Fragmento del documento:
================================

Ahora bien, el cuerpo no es sólo el eterno extranjero. La interpretación clásica relega a un nivel inferior y considera como una etapa que debe superarse el sentimiento de identidad entre nuestro cuerpo y nosotros mismos que ciertas circunstancias tornan particularmente agudo. El cuerpo no es sólo más próximo y más familiar que el resto del mundo, no ejerce sólo dominio sobre nuestra vida psicológica, nuestro humor y nuestra actividad. Más allá de estas constataciones banales, está el sentimiento de identidad. ¿No nos afirmamos en este calor único de nuestro cuerpo mucho antes del despliegue del yo que pretenderá diferenciarse de él? ¿No resisten a toda prueba aquellos lazos que, mucho antes de la eclosión de la inteligencia, la sangre establece? Al encarar un peligroso desafío deportivo, en un arriesgado ejercicio en que los gestos alcanzan una perfección casi abstracta bajo el aliento de la muerte, todo dualismo entre el yo y el cuerpo debe desaparecer. Y en la inclemencia del dolor físico, ¿no experimenta el enfermo la simplicidad indivisible de su ser cuando da vueltas en su lecho de convaleciente para encontrar una posición que lo alivie?

================================

Partes del ejercicio:
1. Según el fragmento sobre el cuerpo, ¿qué debe desaparecer al encarar un peligroso desafío deportivo?
2. Prosigue el fragmento sobre el cuerpo a partir de su última oración.

Datos:
================================

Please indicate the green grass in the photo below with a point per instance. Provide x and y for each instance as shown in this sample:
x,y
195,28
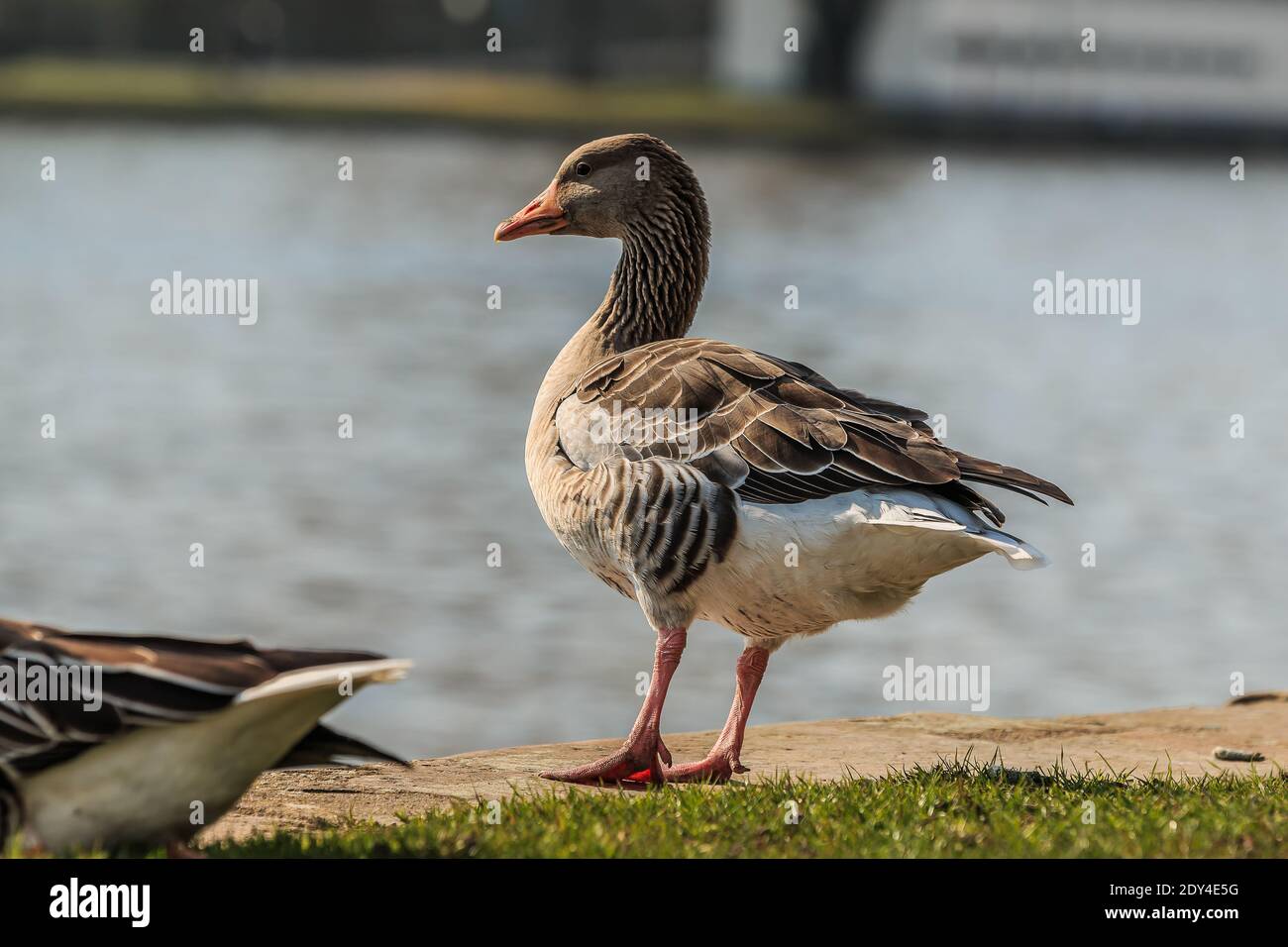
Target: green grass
x,y
954,809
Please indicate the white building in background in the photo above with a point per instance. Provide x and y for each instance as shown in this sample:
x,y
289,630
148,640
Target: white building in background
x,y
1175,62
748,44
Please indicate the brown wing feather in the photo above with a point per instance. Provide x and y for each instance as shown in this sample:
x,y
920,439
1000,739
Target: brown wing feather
x,y
146,681
777,432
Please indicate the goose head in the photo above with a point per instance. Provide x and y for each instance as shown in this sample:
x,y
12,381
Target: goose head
x,y
623,187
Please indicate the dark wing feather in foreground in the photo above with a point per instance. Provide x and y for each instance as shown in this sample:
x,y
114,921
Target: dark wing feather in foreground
x,y
147,681
777,432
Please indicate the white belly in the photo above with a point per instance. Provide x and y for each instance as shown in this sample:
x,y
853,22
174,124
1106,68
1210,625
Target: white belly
x,y
800,569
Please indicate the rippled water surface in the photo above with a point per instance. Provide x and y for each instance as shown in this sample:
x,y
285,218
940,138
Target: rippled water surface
x,y
172,431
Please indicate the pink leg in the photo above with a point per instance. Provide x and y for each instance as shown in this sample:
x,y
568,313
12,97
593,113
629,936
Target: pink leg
x,y
722,761
643,754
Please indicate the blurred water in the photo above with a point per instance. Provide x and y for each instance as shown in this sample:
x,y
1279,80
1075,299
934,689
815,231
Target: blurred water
x,y
373,302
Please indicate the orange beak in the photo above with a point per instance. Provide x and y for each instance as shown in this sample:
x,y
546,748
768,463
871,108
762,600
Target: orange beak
x,y
544,215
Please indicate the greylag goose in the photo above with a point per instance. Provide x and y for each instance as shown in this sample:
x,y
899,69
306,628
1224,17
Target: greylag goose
x,y
708,480
114,740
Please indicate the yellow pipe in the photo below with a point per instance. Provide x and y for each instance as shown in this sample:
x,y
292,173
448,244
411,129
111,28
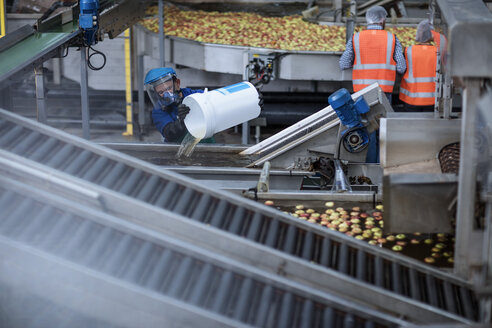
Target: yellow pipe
x,y
128,80
2,19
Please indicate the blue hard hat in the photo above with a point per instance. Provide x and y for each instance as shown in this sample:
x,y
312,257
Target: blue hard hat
x,y
156,74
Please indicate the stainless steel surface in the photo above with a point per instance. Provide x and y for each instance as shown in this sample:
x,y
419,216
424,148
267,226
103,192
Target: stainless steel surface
x,y
130,270
40,94
163,154
435,195
162,53
319,195
32,177
407,139
469,56
466,181
241,179
227,214
297,145
84,94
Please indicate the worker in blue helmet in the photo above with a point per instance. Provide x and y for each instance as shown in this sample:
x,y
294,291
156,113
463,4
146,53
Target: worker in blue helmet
x,y
163,88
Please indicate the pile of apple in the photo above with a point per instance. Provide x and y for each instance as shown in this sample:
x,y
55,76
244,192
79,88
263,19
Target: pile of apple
x,y
253,30
367,226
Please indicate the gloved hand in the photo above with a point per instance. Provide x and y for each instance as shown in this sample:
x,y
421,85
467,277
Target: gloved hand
x,y
260,97
183,110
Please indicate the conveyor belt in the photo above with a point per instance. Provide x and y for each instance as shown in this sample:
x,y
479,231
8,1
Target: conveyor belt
x,y
365,264
213,291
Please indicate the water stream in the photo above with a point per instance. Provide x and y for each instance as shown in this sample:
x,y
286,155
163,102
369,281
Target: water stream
x,y
187,145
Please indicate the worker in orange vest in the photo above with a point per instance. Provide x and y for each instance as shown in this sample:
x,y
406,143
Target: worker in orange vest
x,y
375,56
418,86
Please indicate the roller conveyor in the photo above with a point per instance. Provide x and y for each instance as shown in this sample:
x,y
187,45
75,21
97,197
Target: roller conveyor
x,y
364,264
81,268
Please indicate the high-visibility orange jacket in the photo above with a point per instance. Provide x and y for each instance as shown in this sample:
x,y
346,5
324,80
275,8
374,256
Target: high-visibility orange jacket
x,y
374,62
440,41
418,85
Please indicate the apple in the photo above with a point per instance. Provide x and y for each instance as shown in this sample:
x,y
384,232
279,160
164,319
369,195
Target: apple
x,y
429,260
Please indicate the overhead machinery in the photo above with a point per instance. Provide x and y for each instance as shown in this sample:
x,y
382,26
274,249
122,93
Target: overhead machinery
x,y
93,235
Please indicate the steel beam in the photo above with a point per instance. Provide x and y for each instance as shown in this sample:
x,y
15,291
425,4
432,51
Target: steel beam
x,y
466,180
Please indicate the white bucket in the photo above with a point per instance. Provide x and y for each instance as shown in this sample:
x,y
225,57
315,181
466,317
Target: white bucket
x,y
220,109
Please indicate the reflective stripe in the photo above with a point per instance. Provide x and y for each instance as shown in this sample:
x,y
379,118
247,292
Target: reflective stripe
x,y
417,94
357,48
410,78
375,66
410,65
420,79
370,81
389,51
389,48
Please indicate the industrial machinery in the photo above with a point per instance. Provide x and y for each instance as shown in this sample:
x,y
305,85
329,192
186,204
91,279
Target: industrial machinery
x,y
152,247
147,202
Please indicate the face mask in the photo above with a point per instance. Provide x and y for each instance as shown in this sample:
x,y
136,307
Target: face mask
x,y
168,99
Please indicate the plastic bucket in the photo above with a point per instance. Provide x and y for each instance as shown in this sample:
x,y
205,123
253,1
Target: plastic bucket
x,y
220,109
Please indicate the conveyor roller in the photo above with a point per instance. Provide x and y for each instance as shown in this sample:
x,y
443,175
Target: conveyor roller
x,y
123,253
364,263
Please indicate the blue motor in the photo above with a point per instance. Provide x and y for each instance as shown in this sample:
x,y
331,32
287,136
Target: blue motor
x,y
89,20
355,138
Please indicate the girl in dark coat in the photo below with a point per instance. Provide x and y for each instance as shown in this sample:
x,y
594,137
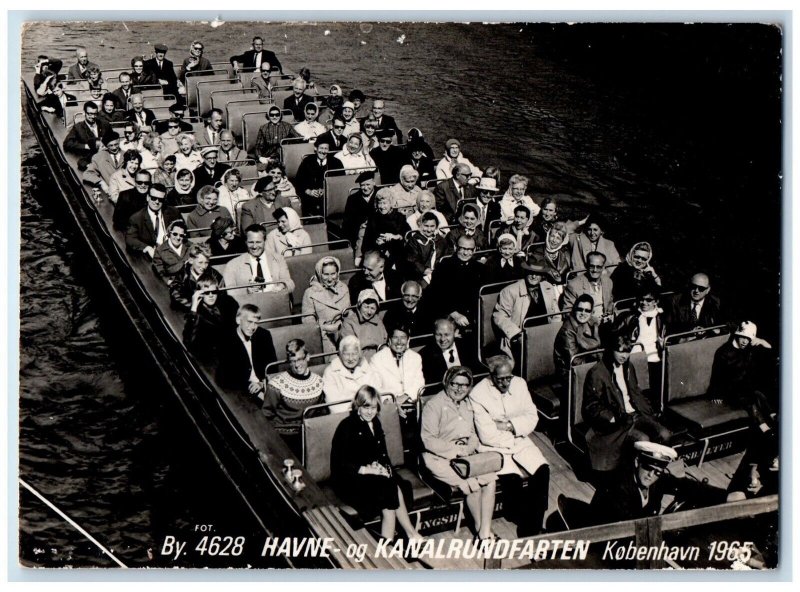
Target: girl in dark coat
x,y
361,470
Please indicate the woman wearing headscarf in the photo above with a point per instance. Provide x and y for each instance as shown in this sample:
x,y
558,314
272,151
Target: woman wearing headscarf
x,y
515,196
634,272
288,235
553,256
326,298
590,238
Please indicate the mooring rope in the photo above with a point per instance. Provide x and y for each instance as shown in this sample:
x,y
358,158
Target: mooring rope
x,y
77,526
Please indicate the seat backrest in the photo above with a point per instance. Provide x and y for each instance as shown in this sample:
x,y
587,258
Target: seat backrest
x,y
308,332
337,189
688,370
539,342
318,432
292,153
301,269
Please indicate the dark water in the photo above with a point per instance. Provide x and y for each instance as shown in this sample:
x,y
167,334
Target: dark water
x,y
673,132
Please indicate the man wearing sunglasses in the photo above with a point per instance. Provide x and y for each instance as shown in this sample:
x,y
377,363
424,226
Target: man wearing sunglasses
x,y
147,228
695,307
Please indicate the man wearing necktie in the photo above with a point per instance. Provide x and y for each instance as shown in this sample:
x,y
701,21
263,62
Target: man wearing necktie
x,y
147,228
615,410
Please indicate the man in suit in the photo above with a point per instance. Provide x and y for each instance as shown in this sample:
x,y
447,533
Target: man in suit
x,y
78,70
245,353
615,410
163,70
137,114
147,228
123,93
104,163
450,191
374,276
253,58
298,101
257,266
385,122
335,136
85,138
445,351
594,282
695,307
310,179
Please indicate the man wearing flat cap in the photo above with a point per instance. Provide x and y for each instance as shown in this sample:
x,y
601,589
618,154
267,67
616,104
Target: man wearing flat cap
x,y
211,170
163,70
639,487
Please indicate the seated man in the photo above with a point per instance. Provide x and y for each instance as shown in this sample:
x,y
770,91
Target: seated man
x,y
257,267
310,179
615,410
290,393
404,194
445,352
452,156
85,138
694,308
244,353
211,315
80,69
268,142
310,128
595,282
505,416
147,228
529,297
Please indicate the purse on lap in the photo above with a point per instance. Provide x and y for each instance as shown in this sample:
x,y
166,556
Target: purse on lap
x,y
477,464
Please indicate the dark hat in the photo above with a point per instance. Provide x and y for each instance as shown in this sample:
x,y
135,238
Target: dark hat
x,y
654,455
321,140
365,176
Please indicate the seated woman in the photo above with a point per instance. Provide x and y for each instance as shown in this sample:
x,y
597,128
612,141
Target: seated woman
x,y
202,217
354,159
515,196
361,470
503,265
424,248
426,202
553,256
224,239
187,156
209,318
183,285
634,272
170,256
184,192
579,333
289,393
108,113
288,235
231,192
590,238
347,373
151,152
123,178
365,324
448,432
326,298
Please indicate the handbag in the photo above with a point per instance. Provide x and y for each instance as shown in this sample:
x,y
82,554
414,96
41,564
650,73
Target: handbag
x,y
477,464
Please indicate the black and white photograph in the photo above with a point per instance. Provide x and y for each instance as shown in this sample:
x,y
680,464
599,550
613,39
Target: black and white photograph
x,y
349,294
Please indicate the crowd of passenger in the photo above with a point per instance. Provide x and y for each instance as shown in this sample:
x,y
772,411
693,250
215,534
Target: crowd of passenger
x,y
425,243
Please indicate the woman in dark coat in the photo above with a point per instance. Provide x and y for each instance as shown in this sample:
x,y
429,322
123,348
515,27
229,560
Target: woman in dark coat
x,y
361,470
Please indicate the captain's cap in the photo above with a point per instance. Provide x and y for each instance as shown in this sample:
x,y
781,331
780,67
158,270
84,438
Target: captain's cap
x,y
654,455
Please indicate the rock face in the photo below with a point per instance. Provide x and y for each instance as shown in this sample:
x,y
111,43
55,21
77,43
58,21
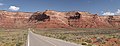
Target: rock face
x,y
55,19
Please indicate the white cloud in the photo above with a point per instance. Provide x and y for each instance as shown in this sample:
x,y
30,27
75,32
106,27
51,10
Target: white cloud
x,y
112,13
108,13
1,4
14,8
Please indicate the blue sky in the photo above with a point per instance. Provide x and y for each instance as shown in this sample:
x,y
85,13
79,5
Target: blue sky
x,y
92,6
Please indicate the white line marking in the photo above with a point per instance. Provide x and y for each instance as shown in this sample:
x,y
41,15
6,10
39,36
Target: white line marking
x,y
28,40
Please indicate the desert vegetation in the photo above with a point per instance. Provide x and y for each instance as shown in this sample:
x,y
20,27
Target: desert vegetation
x,y
13,37
84,36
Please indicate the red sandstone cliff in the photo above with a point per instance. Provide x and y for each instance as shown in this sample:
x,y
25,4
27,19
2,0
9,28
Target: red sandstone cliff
x,y
55,19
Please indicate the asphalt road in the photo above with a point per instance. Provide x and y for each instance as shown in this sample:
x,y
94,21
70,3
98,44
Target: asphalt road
x,y
38,40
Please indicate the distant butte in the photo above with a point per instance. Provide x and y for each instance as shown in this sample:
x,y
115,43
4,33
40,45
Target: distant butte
x,y
55,19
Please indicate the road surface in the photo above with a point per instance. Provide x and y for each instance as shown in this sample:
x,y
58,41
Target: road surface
x,y
38,40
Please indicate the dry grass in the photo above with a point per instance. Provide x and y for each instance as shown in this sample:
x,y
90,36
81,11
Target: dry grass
x,y
85,36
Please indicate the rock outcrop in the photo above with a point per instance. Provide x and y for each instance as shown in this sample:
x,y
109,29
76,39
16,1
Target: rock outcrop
x,y
55,19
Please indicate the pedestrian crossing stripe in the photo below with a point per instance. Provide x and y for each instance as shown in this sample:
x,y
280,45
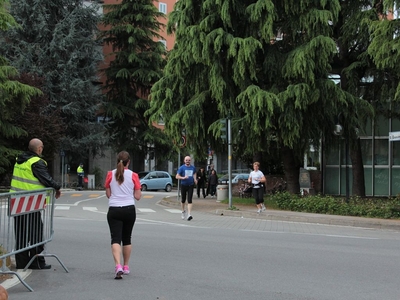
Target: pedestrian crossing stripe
x,y
142,210
174,211
146,210
89,208
62,207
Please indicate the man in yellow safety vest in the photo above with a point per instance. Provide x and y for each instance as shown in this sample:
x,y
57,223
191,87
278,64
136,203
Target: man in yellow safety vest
x,y
31,173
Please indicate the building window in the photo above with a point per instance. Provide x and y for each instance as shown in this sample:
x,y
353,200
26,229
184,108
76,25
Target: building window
x,y
162,7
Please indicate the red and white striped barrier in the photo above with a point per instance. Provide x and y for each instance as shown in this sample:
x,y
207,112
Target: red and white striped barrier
x,y
25,204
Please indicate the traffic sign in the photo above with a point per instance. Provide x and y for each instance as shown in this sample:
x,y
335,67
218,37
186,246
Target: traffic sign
x,y
394,136
183,141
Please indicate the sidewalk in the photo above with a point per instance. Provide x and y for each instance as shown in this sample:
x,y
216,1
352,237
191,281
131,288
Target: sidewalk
x,y
210,205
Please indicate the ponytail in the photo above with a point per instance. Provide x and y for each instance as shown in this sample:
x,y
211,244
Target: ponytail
x,y
122,160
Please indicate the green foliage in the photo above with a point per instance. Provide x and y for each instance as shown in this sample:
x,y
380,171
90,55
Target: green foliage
x,y
14,99
268,69
359,207
137,63
56,41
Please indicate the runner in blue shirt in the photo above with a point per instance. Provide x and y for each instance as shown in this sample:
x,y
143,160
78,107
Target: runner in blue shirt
x,y
187,175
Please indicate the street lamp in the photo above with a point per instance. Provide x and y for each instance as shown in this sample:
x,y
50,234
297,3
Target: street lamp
x,y
338,130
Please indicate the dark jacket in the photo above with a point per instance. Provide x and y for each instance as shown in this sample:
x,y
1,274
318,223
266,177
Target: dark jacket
x,y
201,177
213,179
39,169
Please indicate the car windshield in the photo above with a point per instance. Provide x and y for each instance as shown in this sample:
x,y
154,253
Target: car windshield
x,y
142,174
225,177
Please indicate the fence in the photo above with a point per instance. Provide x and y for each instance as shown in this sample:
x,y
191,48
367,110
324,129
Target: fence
x,y
26,222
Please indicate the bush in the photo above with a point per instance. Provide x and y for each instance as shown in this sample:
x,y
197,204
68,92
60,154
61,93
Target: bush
x,y
360,207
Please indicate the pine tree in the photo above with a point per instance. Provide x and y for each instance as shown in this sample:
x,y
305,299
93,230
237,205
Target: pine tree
x,y
57,42
265,63
14,98
137,60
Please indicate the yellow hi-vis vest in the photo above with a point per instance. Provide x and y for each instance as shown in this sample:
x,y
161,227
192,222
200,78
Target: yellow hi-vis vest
x,y
80,171
23,178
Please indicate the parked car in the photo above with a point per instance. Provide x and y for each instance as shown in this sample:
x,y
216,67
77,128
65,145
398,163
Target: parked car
x,y
155,180
142,174
235,178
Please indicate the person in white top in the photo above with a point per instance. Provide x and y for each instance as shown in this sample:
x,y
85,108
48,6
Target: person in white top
x,y
122,189
257,179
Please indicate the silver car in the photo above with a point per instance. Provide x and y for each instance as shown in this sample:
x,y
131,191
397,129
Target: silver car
x,y
155,180
235,178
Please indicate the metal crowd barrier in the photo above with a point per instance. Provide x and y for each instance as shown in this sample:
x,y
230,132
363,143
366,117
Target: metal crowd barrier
x,y
26,222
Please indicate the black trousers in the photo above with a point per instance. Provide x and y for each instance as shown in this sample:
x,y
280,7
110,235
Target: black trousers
x,y
29,231
200,185
80,181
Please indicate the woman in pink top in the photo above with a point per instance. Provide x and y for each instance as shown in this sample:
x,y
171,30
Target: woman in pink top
x,y
122,189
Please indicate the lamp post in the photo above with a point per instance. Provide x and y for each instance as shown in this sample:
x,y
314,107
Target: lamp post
x,y
338,130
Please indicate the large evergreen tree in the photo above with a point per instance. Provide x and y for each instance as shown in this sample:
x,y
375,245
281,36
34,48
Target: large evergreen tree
x,y
57,42
137,59
14,98
264,63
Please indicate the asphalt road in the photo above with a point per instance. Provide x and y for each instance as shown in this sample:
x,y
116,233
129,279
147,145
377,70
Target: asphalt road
x,y
213,257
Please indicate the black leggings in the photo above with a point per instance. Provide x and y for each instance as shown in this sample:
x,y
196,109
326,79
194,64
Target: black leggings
x,y
258,195
187,190
121,221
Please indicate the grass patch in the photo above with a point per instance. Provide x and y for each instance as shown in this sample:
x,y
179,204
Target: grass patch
x,y
269,203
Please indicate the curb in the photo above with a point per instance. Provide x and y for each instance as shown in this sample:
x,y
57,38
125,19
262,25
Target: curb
x,y
290,216
9,283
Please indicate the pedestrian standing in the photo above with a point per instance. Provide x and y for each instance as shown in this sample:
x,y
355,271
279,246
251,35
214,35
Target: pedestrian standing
x,y
122,190
212,183
31,173
257,179
187,175
201,182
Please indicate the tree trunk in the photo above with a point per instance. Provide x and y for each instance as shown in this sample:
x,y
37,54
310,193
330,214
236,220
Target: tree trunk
x,y
291,166
358,169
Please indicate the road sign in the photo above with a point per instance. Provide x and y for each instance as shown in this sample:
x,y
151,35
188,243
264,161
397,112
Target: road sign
x,y
183,141
394,136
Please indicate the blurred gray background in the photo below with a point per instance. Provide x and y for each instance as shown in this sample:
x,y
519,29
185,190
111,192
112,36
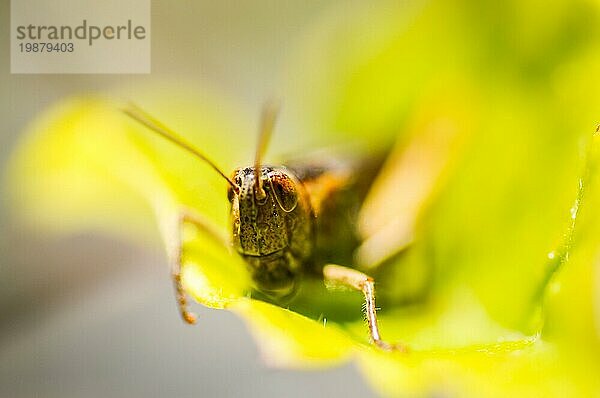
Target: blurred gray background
x,y
111,328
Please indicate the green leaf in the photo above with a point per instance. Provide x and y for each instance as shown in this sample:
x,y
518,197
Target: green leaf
x,y
482,308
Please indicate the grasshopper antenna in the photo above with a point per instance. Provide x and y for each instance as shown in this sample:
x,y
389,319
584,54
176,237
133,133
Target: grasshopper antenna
x,y
142,117
267,122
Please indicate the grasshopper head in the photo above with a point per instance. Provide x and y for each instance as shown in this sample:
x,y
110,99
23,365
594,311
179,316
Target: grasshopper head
x,y
267,226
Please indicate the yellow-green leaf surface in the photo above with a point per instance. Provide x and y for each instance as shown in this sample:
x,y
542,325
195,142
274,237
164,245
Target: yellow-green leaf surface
x,y
494,297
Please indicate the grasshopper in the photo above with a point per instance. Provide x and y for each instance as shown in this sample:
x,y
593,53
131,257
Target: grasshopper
x,y
289,222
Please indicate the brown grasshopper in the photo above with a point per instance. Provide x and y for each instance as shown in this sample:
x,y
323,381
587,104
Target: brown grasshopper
x,y
289,221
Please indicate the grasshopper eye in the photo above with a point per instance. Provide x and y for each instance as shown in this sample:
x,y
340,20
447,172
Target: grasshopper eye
x,y
230,194
285,192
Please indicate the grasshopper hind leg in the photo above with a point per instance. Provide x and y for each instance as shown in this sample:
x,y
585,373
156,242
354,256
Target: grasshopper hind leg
x,y
348,277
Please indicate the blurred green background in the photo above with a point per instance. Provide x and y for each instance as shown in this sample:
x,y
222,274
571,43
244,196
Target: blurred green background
x,y
517,80
111,328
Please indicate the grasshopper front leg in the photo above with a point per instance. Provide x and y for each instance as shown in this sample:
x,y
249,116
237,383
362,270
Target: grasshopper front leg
x,y
339,275
175,254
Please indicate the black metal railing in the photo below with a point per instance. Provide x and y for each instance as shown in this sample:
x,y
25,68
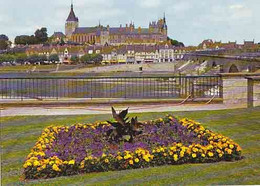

================================

Resultados por tarea:
1. Todo dualismo entre el yo y el cuerpo.

2.
Se dirá que el análisis revela en el dolor la oposición del espíritu a ese dolor, una rebelión, un rechazo a que siga allí y, en consecuencia, una tentativa de superarlo: ¿pero acaso esta tentativa no es caracterizada desde ahora mismo como desesperada? ¿El espíritu que se rebela no permanece encerrado en el dolor, ineluctablemente? ¿Y no es esa desesperación la que constituye el fondo mismo del dolor?
Junto a la interpretación dada por el pensamiento tradicional de Occidente a esos hechos, que llama brutos y groseros y que sabe reducir, puede subsistir el sentimiento de su originalidad irreductible y el deseo de mantener su pureza. Habría en el dolor físico una posición absoluta.
El cuerpo no es sólo un accidente desgraciado o feliz que nos pone en relación con el mundo implacable de la materia: su adherencia al yo vale por sí misma. Es una adherencia de la cual no se escapa y que ninguna metáfora podría confundir con la presencia de un objeto exterior, es una unión a la cual nada podría alterarle el gusto trágico por lo definitivo.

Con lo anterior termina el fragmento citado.